■ Problem requirements:
Output an exact reproduction of the data.

[Dataset excerpt]
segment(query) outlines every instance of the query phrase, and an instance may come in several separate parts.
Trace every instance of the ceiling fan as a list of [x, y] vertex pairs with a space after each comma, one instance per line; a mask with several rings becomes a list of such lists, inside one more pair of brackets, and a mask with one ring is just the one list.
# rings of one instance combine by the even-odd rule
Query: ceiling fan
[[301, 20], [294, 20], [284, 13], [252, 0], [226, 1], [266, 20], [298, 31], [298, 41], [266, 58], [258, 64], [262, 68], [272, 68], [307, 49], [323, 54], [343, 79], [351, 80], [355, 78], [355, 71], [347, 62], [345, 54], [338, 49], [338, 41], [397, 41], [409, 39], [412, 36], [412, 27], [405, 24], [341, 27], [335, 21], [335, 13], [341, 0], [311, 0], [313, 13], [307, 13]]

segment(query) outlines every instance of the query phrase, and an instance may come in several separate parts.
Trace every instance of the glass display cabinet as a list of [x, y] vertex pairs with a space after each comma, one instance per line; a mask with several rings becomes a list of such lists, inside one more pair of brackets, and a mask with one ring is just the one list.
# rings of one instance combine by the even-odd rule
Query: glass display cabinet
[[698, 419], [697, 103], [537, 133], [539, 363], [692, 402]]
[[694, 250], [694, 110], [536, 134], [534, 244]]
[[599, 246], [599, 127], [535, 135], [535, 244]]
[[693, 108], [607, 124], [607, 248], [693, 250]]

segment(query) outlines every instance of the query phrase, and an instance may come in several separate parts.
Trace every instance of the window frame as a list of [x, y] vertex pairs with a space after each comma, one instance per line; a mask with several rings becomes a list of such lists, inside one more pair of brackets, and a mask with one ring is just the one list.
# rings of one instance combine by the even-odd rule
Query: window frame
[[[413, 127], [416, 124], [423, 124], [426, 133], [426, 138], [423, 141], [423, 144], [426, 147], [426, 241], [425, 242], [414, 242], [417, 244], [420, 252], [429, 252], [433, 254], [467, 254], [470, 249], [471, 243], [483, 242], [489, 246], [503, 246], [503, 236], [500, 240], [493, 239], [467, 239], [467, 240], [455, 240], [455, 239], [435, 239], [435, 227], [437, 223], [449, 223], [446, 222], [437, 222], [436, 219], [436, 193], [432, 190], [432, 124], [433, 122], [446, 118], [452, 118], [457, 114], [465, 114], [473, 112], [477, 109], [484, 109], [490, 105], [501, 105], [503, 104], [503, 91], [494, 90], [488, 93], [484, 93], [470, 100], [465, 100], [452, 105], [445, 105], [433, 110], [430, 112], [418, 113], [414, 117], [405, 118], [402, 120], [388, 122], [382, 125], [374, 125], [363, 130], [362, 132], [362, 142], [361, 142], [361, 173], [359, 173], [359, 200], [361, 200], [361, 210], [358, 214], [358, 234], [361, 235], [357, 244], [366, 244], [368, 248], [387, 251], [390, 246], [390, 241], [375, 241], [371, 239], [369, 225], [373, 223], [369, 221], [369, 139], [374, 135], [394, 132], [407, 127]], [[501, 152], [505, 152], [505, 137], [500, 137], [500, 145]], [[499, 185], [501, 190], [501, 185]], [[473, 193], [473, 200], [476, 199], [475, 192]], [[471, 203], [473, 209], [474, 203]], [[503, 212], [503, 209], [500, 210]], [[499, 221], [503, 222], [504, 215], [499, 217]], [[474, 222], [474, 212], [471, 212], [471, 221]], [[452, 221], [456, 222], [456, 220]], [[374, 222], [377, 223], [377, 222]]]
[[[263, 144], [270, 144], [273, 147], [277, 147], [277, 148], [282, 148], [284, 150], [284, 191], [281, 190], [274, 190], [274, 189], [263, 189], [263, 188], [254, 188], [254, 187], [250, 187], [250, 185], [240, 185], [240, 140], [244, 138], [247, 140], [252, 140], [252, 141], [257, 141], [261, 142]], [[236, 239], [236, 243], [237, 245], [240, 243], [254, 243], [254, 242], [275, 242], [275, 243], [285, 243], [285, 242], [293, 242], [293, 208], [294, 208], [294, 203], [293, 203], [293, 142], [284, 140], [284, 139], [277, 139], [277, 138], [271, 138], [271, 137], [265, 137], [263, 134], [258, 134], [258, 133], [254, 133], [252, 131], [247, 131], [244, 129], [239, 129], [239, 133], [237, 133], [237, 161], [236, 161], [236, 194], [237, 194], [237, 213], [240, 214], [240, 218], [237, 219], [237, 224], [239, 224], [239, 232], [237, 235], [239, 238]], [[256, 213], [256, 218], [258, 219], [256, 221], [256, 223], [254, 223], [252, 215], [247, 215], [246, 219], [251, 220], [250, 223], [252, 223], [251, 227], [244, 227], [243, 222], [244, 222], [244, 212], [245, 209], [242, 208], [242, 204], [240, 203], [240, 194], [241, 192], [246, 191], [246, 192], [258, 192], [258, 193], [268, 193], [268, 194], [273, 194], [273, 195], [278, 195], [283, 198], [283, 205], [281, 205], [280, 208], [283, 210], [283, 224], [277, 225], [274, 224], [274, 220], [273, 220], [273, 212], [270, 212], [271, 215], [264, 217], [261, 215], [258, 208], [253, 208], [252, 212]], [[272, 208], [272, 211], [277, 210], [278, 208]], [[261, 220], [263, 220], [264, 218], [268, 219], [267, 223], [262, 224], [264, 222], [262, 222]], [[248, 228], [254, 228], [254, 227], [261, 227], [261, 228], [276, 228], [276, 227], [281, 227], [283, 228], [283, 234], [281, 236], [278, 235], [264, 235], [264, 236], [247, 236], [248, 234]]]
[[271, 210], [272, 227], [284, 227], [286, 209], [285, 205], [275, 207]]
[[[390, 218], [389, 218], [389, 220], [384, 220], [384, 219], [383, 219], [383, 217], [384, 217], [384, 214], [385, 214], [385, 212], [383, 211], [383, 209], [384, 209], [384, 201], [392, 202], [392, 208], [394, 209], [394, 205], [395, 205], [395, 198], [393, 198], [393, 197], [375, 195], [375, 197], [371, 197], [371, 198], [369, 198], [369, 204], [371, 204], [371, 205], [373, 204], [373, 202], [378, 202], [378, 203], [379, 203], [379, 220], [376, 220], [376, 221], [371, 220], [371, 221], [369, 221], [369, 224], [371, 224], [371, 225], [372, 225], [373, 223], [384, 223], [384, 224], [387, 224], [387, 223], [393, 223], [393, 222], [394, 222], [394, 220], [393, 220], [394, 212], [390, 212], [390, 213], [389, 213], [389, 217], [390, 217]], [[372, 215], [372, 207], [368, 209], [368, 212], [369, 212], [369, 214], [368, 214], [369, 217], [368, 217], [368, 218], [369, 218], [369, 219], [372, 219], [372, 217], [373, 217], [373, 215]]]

■ Finished task:
segment(query) outlines every instance of the query phrase, and an instance may come in several separate parts.
Trace every instance of the ceiling fan as a list of [x, y] vertex pairs with a space after each comma, one instance per line; a mask with several rings becomes a list of such lists, inside one more pair of brackets, and a mask with one ring is just the one list.
# rings of one instance combine by the even-odd rule
Query: ceiling fan
[[301, 20], [294, 20], [284, 13], [252, 0], [226, 1], [266, 20], [298, 31], [298, 41], [266, 58], [258, 64], [262, 68], [272, 68], [307, 49], [323, 54], [343, 79], [351, 80], [355, 78], [355, 71], [347, 62], [345, 54], [338, 49], [338, 41], [397, 41], [409, 39], [412, 36], [412, 27], [405, 24], [341, 27], [335, 21], [335, 13], [341, 0], [311, 0], [313, 13], [307, 13]]

segment(query) outlines every instance of the query phrase, and an instance may come in several separate parts.
Trace every instance of the glass display cabinet as a list of [x, y] vertex pairs with a space after each comma, one instance per line; a mask with several rings becomes a list of such lists, inside one more pair of brackets, and a mask with one ring is just the one list.
# rings of one instance combine by the even-odd rule
Query: glass display cabinet
[[698, 419], [697, 103], [537, 133], [539, 363], [692, 402]]
[[694, 250], [694, 110], [536, 134], [534, 244]]
[[599, 246], [599, 127], [535, 135], [535, 244]]
[[693, 108], [607, 124], [607, 248], [693, 250]]

segment(query) outlines every instance of the query phrase, and an instance may come in several separate parts.
Trace every instance of the window frame as a list of [x, y] vertex pairs with a space after each comma, one instance per line; a mask with several rings becomes a list of such lists, inside one more pair of brackets, and a mask with one ring is just the one list.
# rings of one instance combine by the even-odd rule
Query: window frame
[[[413, 127], [416, 124], [423, 124], [426, 133], [426, 138], [423, 141], [423, 144], [426, 147], [426, 241], [425, 242], [414, 242], [417, 244], [420, 252], [429, 252], [433, 254], [467, 254], [470, 249], [471, 243], [483, 242], [489, 246], [503, 246], [503, 236], [500, 240], [493, 239], [467, 239], [467, 240], [455, 240], [455, 239], [435, 239], [435, 227], [437, 223], [449, 223], [446, 222], [437, 222], [436, 219], [436, 193], [432, 190], [432, 124], [433, 122], [446, 118], [452, 118], [457, 114], [465, 114], [473, 112], [477, 109], [484, 109], [490, 105], [501, 105], [503, 104], [503, 91], [494, 90], [488, 93], [484, 93], [470, 100], [465, 100], [452, 105], [445, 105], [433, 110], [430, 112], [418, 113], [414, 117], [405, 118], [402, 120], [388, 122], [382, 125], [374, 125], [363, 130], [362, 132], [362, 142], [361, 142], [361, 173], [359, 173], [359, 200], [361, 200], [361, 210], [358, 214], [358, 234], [361, 235], [357, 244], [366, 244], [368, 248], [387, 251], [390, 246], [390, 241], [375, 241], [371, 239], [369, 225], [373, 223], [369, 221], [369, 139], [374, 135], [394, 132], [407, 127]], [[501, 152], [505, 152], [505, 137], [500, 137], [500, 145]], [[499, 185], [501, 190], [501, 185]], [[473, 193], [473, 200], [476, 199], [475, 192]], [[471, 203], [473, 209], [474, 203]], [[503, 212], [503, 209], [500, 210]], [[499, 221], [503, 222], [504, 215], [499, 217]], [[474, 222], [474, 212], [471, 212], [471, 221]], [[452, 221], [456, 222], [456, 220]], [[374, 222], [377, 223], [377, 222]]]
[[[263, 144], [270, 144], [273, 147], [277, 147], [277, 148], [282, 148], [284, 150], [284, 191], [281, 190], [274, 190], [274, 189], [263, 189], [263, 188], [254, 188], [254, 187], [250, 187], [250, 185], [240, 185], [240, 140], [244, 138], [247, 140], [252, 140], [252, 141], [257, 141], [261, 142]], [[236, 239], [236, 243], [237, 245], [240, 243], [254, 243], [254, 242], [275, 242], [275, 243], [285, 243], [285, 242], [293, 242], [293, 208], [294, 208], [294, 203], [293, 203], [293, 142], [284, 140], [284, 139], [277, 139], [277, 138], [271, 138], [271, 137], [265, 137], [263, 134], [258, 134], [258, 133], [254, 133], [252, 131], [247, 131], [244, 129], [239, 129], [239, 133], [237, 133], [237, 161], [236, 161], [236, 194], [237, 194], [237, 213], [240, 214], [240, 218], [237, 219], [237, 224], [239, 224], [239, 232], [237, 235], [239, 238]], [[256, 213], [256, 218], [258, 219], [256, 221], [256, 223], [254, 223], [252, 215], [247, 215], [246, 219], [251, 220], [250, 223], [252, 223], [251, 227], [244, 227], [243, 222], [244, 222], [244, 212], [245, 209], [242, 208], [242, 204], [240, 203], [240, 194], [241, 192], [246, 191], [246, 192], [258, 192], [258, 193], [268, 193], [268, 194], [273, 194], [273, 195], [278, 195], [283, 198], [283, 205], [281, 205], [280, 208], [283, 210], [283, 224], [277, 225], [274, 224], [274, 220], [273, 220], [273, 212], [270, 212], [271, 215], [264, 217], [261, 215], [258, 208], [253, 208], [252, 212]], [[272, 208], [272, 211], [277, 210], [278, 208]], [[261, 220], [263, 220], [264, 218], [268, 219], [267, 223], [262, 224], [264, 222], [262, 222]], [[248, 228], [254, 228], [254, 227], [261, 227], [261, 228], [276, 228], [276, 227], [281, 227], [283, 228], [283, 234], [281, 236], [278, 235], [264, 235], [264, 236], [247, 236], [248, 234]]]
[[271, 210], [272, 227], [284, 227], [286, 209], [285, 205], [275, 207]]
[[[390, 218], [389, 218], [389, 220], [384, 220], [384, 219], [383, 219], [383, 217], [384, 217], [384, 214], [385, 214], [385, 212], [383, 211], [383, 209], [384, 209], [384, 201], [392, 202], [392, 208], [394, 209], [394, 205], [395, 205], [395, 198], [393, 198], [393, 197], [375, 195], [375, 197], [371, 197], [371, 198], [369, 198], [369, 204], [371, 204], [371, 205], [373, 204], [373, 202], [378, 202], [378, 203], [379, 203], [379, 220], [376, 220], [376, 221], [371, 220], [371, 221], [369, 221], [369, 224], [371, 224], [371, 225], [372, 225], [373, 223], [384, 223], [384, 224], [387, 224], [387, 223], [393, 223], [393, 222], [394, 222], [394, 220], [393, 220], [394, 212], [390, 212], [390, 213], [389, 213], [389, 217], [390, 217]], [[372, 215], [372, 207], [368, 209], [368, 212], [369, 212], [369, 214], [368, 214], [369, 217], [368, 217], [368, 218], [369, 218], [369, 219], [372, 219], [372, 217], [373, 217], [373, 215]]]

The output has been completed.